** DATASET EXTRACT follows **

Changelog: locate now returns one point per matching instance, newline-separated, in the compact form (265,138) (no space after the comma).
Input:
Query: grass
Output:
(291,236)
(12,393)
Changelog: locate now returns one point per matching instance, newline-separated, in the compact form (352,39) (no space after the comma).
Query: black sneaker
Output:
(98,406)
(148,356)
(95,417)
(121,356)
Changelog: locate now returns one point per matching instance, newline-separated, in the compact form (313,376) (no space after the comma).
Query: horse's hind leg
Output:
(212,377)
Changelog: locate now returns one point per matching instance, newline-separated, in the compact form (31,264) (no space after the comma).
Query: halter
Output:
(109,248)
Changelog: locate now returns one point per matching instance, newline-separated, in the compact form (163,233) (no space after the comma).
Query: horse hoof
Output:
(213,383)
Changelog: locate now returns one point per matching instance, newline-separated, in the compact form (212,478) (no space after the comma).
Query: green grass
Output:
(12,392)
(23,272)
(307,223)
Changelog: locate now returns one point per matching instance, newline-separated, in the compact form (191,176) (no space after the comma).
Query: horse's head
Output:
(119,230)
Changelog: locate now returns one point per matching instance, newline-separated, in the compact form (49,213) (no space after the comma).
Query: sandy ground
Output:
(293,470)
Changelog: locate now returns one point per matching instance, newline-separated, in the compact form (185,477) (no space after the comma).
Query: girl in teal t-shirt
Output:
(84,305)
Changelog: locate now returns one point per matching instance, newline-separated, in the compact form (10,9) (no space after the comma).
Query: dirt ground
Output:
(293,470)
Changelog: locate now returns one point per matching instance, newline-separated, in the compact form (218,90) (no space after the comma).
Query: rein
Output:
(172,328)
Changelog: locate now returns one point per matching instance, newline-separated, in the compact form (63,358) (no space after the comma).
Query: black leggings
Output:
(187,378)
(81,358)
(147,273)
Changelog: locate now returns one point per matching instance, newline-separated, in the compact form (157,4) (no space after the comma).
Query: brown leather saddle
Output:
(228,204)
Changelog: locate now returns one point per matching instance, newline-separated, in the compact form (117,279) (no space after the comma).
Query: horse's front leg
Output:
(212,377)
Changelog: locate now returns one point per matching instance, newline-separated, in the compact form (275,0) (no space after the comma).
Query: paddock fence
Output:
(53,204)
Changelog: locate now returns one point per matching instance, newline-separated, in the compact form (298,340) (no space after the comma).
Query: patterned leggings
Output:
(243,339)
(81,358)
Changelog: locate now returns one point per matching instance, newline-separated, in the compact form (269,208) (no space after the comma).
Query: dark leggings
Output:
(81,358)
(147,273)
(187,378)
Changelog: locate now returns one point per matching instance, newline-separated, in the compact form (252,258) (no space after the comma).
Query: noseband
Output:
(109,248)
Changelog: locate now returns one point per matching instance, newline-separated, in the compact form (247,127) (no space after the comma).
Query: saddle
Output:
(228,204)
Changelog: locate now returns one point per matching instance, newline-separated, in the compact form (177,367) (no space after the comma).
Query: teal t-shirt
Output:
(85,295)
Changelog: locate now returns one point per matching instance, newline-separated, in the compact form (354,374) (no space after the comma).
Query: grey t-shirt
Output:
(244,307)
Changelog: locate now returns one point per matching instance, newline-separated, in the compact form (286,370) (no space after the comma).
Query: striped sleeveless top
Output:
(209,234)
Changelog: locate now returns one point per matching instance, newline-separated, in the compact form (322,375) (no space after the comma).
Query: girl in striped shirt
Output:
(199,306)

** End of DATASET EXTRACT **

EXERCISE OBJECTIVE →
Of the entries above, repeat exactly the lines from the line with "(218,90) (no space after the comma)." through the line with "(157,4) (no space after the comma).", both of them included.

RESULT FOR THIS TASK →
Changelog: locate now returns one point per matching instance, newline-separated, in the compact form (218,90) (no space after the comma).
Query: rein
Output:
(172,328)
Changelog: locate now returns one point per matching instance, newline-separated, in the compact form (63,358) (no space after the comma).
Query: black leggings
Output:
(187,378)
(81,358)
(147,273)
Changelog: locate now returns one point per matching instance, newline-separated, in the compact form (157,4) (no space after the comma).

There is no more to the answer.